** Start **

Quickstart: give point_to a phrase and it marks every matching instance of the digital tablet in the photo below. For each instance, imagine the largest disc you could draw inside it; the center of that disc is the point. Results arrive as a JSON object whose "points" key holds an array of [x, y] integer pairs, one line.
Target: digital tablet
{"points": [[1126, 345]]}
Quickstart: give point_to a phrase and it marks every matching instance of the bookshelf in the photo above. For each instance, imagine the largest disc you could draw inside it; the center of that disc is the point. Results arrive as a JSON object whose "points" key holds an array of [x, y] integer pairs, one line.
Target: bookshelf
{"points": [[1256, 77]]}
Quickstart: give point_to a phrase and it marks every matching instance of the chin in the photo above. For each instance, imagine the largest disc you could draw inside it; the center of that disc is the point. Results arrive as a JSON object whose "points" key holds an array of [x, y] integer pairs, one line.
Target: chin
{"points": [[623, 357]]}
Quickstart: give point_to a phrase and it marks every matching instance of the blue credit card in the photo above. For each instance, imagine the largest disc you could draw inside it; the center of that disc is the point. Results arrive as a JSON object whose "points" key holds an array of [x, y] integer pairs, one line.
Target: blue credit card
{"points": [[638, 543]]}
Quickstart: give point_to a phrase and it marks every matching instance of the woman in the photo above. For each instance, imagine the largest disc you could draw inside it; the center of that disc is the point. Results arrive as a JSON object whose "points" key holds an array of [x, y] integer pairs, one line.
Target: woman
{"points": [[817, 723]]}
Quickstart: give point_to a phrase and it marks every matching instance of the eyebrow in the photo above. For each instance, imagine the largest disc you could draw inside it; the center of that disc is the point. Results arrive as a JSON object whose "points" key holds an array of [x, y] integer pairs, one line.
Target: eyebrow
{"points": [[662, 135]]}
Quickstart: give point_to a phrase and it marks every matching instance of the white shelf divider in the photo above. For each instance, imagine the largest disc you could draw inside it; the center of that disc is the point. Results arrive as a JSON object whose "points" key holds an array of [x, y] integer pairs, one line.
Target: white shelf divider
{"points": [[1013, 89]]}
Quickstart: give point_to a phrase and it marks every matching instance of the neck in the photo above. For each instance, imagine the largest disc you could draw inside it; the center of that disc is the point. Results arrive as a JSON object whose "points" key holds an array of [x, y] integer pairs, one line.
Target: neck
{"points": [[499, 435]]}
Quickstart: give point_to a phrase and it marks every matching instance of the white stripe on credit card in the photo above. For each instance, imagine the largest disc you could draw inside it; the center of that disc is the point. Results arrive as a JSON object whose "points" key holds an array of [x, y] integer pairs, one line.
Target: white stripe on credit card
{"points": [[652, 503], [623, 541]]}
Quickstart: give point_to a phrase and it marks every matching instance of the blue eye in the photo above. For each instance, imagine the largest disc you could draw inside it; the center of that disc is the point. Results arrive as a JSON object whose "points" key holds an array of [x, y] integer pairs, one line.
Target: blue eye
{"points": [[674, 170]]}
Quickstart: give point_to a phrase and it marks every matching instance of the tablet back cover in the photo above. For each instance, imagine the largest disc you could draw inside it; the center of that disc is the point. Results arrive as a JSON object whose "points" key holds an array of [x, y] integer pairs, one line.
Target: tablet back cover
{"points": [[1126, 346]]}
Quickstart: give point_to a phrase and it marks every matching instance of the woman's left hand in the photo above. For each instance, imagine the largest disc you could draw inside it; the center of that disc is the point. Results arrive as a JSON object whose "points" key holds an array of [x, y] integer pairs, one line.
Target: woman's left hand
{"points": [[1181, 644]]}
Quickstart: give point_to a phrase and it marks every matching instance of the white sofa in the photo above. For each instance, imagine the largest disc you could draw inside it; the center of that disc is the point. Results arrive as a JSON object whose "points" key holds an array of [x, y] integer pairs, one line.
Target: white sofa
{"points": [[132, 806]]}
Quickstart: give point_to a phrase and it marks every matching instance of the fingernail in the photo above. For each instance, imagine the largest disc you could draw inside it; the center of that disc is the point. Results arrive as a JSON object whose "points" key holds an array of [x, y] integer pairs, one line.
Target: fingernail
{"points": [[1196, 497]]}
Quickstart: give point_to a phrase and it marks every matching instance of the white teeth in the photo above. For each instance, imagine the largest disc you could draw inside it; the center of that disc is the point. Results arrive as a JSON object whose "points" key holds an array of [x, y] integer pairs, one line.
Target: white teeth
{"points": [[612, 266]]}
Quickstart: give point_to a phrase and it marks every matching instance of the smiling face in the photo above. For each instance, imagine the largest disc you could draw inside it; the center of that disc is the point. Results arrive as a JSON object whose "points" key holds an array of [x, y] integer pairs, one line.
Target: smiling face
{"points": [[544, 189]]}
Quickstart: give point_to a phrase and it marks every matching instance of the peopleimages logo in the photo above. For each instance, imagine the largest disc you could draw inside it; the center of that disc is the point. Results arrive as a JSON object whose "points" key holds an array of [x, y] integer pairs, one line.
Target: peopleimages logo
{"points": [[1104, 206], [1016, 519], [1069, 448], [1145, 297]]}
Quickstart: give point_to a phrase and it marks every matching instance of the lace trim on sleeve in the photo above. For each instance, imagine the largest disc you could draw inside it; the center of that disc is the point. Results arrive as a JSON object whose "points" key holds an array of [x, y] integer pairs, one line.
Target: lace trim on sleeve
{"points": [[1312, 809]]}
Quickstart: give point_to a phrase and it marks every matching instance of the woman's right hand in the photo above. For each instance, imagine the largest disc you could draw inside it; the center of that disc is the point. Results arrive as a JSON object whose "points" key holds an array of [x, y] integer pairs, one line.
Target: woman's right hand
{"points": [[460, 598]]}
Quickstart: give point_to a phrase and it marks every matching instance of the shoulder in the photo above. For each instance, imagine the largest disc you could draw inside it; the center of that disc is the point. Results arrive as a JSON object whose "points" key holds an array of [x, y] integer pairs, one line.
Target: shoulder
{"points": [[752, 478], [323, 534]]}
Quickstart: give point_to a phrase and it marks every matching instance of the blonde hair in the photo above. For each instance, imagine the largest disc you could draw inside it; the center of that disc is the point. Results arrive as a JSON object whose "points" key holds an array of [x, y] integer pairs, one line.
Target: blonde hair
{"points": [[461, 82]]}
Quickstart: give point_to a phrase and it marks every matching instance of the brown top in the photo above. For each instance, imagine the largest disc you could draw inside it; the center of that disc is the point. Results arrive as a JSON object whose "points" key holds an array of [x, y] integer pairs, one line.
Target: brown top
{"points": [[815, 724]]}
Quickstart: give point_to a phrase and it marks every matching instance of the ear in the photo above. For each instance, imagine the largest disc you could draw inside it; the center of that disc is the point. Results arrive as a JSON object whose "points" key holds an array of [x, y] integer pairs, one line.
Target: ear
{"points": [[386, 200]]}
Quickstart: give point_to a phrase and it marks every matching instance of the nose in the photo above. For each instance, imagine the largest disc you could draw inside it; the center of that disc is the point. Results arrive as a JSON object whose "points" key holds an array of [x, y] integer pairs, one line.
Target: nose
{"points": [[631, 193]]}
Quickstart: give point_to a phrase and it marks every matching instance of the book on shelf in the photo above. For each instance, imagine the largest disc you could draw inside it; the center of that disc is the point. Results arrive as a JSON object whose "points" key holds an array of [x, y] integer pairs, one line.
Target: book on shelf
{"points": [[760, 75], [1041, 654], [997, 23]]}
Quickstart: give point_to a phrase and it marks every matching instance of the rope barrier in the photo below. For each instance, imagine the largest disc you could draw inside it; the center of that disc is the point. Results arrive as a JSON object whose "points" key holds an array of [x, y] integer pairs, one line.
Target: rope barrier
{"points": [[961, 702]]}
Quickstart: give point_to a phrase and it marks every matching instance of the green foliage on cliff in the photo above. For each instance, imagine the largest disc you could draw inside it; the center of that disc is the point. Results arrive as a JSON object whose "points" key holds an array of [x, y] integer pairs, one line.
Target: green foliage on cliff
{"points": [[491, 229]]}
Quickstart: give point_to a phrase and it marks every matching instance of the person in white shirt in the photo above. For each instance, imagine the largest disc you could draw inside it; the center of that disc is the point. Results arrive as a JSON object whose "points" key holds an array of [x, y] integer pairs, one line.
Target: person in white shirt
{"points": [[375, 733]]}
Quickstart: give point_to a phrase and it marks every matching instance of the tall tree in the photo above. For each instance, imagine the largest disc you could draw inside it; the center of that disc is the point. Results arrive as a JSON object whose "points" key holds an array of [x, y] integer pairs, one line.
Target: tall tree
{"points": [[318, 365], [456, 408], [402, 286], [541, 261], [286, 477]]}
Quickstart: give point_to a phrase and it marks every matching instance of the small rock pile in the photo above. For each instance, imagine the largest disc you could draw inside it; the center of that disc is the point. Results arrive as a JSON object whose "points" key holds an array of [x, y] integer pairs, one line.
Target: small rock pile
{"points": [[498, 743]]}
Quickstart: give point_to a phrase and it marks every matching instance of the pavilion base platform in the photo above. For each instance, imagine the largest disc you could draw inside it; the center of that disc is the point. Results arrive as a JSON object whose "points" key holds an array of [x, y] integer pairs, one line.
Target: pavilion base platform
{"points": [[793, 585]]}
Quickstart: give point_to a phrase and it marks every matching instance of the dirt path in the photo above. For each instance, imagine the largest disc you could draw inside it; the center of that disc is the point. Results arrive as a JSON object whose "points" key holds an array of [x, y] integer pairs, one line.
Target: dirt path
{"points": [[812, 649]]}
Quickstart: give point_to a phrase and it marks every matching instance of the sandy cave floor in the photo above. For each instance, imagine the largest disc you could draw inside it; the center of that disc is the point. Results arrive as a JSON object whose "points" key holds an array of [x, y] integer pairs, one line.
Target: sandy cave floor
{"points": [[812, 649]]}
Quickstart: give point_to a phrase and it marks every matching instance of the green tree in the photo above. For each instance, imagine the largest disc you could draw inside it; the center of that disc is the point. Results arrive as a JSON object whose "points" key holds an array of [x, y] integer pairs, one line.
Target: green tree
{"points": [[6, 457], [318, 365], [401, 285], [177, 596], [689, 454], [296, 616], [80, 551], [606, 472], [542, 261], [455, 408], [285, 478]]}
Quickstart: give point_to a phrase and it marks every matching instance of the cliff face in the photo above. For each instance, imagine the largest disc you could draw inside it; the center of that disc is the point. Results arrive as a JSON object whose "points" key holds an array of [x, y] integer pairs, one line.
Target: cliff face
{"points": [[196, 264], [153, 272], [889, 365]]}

** End **

• Problem description:
Extract the lines above from the one containing "of the dirt" to the last line, both included, exactly as written.

• Result for this task:
Quickstart: give point_to a phrase and it marks every matching instance of the dirt path in the photo above. For each instance, imagine the largest disc you could draw inside it; the center of that disc is the point. Results arrive as a JSON object whose "points" key holds an array of [x, y] integer pairs, one line.
Target: dirt path
{"points": [[812, 649]]}
Quickstart: give point_to a phrase and it marks every matching instance of the sandy cave floor in the photo above. For each instance, imagine the largest disc you could draw inside it; the center of that disc is the point. Results arrive as a JSON object whose "points" key holds an array of [x, y] integer pairs, one line.
Target: sandy cave floor
{"points": [[812, 649]]}
Quickstart: give point_to a phrase and it marks every matching instance of the green tree in the photo above. For each instance, imagine the largest disc you could draw inside it; the center of that disc is the point. Results arrive as a JSON object whose "points" key holds an array of [x, y] integer pairs, one line.
Target: green tree
{"points": [[6, 457], [318, 365], [401, 285], [177, 596], [689, 454], [296, 616], [80, 551], [606, 472], [542, 261], [455, 408], [285, 478]]}
Quickstart: give point_to a phrase and it marks every matching instance of the cliff face in the photo above. For each instance, imagine the largest disc you could draw inside it; the center of that disc is the point. Results arrive as a JSON object whose "points" key holds an array of [x, y] integer pairs, one line.
Target: cliff face
{"points": [[196, 264], [153, 272], [889, 365]]}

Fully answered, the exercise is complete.